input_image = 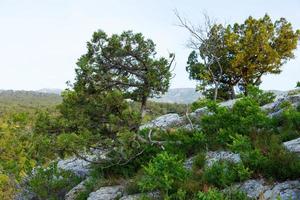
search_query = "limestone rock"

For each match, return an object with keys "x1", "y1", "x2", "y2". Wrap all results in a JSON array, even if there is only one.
[
  {"x1": 87, "y1": 185, "x2": 124, "y2": 200},
  {"x1": 57, "y1": 156, "x2": 93, "y2": 177},
  {"x1": 237, "y1": 179, "x2": 270, "y2": 199}
]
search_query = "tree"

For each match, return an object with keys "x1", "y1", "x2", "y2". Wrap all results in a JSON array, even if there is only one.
[
  {"x1": 74, "y1": 30, "x2": 175, "y2": 115},
  {"x1": 224, "y1": 14, "x2": 300, "y2": 95},
  {"x1": 179, "y1": 13, "x2": 300, "y2": 99},
  {"x1": 175, "y1": 11, "x2": 225, "y2": 101}
]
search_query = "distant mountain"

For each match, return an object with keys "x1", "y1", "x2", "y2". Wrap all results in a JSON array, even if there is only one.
[
  {"x1": 36, "y1": 88, "x2": 63, "y2": 94},
  {"x1": 150, "y1": 88, "x2": 202, "y2": 104},
  {"x1": 37, "y1": 88, "x2": 202, "y2": 104}
]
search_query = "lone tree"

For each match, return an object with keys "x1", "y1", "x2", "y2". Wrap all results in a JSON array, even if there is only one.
[
  {"x1": 175, "y1": 11, "x2": 225, "y2": 101},
  {"x1": 75, "y1": 30, "x2": 175, "y2": 116},
  {"x1": 224, "y1": 14, "x2": 300, "y2": 95},
  {"x1": 175, "y1": 12, "x2": 300, "y2": 100}
]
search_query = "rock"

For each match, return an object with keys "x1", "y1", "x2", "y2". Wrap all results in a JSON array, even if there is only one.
[
  {"x1": 120, "y1": 192, "x2": 160, "y2": 200},
  {"x1": 234, "y1": 179, "x2": 270, "y2": 199},
  {"x1": 283, "y1": 138, "x2": 300, "y2": 154},
  {"x1": 65, "y1": 179, "x2": 89, "y2": 200},
  {"x1": 57, "y1": 156, "x2": 94, "y2": 177},
  {"x1": 140, "y1": 113, "x2": 185, "y2": 130},
  {"x1": 206, "y1": 151, "x2": 242, "y2": 167},
  {"x1": 231, "y1": 179, "x2": 300, "y2": 200},
  {"x1": 87, "y1": 185, "x2": 124, "y2": 200},
  {"x1": 189, "y1": 107, "x2": 208, "y2": 118},
  {"x1": 183, "y1": 151, "x2": 242, "y2": 170},
  {"x1": 263, "y1": 180, "x2": 300, "y2": 200}
]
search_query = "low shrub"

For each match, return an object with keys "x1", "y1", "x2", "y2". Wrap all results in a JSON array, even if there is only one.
[
  {"x1": 29, "y1": 163, "x2": 81, "y2": 200},
  {"x1": 138, "y1": 152, "x2": 188, "y2": 196},
  {"x1": 203, "y1": 161, "x2": 251, "y2": 188}
]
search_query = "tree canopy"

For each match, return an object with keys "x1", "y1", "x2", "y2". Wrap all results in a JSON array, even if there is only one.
[{"x1": 181, "y1": 14, "x2": 300, "y2": 98}]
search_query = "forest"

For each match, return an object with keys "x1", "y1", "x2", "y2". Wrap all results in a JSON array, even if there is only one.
[{"x1": 0, "y1": 11, "x2": 300, "y2": 200}]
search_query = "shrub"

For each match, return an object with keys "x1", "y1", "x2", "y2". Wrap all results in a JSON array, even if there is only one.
[
  {"x1": 201, "y1": 97, "x2": 271, "y2": 146},
  {"x1": 203, "y1": 161, "x2": 251, "y2": 188},
  {"x1": 193, "y1": 152, "x2": 206, "y2": 169},
  {"x1": 195, "y1": 189, "x2": 249, "y2": 200},
  {"x1": 29, "y1": 163, "x2": 81, "y2": 200},
  {"x1": 227, "y1": 134, "x2": 252, "y2": 153},
  {"x1": 191, "y1": 99, "x2": 211, "y2": 111},
  {"x1": 248, "y1": 85, "x2": 276, "y2": 106},
  {"x1": 196, "y1": 189, "x2": 225, "y2": 200},
  {"x1": 138, "y1": 152, "x2": 188, "y2": 196}
]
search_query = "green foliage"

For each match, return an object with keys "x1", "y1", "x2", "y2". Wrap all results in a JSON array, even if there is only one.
[
  {"x1": 203, "y1": 161, "x2": 251, "y2": 188},
  {"x1": 201, "y1": 97, "x2": 271, "y2": 146},
  {"x1": 29, "y1": 163, "x2": 80, "y2": 200},
  {"x1": 196, "y1": 189, "x2": 225, "y2": 200},
  {"x1": 247, "y1": 85, "x2": 276, "y2": 106},
  {"x1": 227, "y1": 134, "x2": 252, "y2": 152},
  {"x1": 193, "y1": 152, "x2": 206, "y2": 169},
  {"x1": 138, "y1": 152, "x2": 188, "y2": 196},
  {"x1": 74, "y1": 30, "x2": 174, "y2": 115},
  {"x1": 191, "y1": 99, "x2": 210, "y2": 111},
  {"x1": 184, "y1": 14, "x2": 300, "y2": 99}
]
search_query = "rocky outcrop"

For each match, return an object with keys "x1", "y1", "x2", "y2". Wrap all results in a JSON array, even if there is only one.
[
  {"x1": 140, "y1": 113, "x2": 185, "y2": 129},
  {"x1": 57, "y1": 156, "x2": 94, "y2": 177},
  {"x1": 233, "y1": 179, "x2": 300, "y2": 200},
  {"x1": 120, "y1": 192, "x2": 160, "y2": 200},
  {"x1": 233, "y1": 179, "x2": 270, "y2": 199},
  {"x1": 283, "y1": 138, "x2": 300, "y2": 155},
  {"x1": 184, "y1": 151, "x2": 242, "y2": 170},
  {"x1": 65, "y1": 179, "x2": 89, "y2": 200},
  {"x1": 87, "y1": 185, "x2": 124, "y2": 200}
]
---
*Set exercise:*
Can you find each line in the items above that contains the word "tree" and copy it out in full? Treat uppercase and lowercase as different.

*Reply:*
search_query = "tree"
search_query = "lone tree"
search_query = "tree canopy"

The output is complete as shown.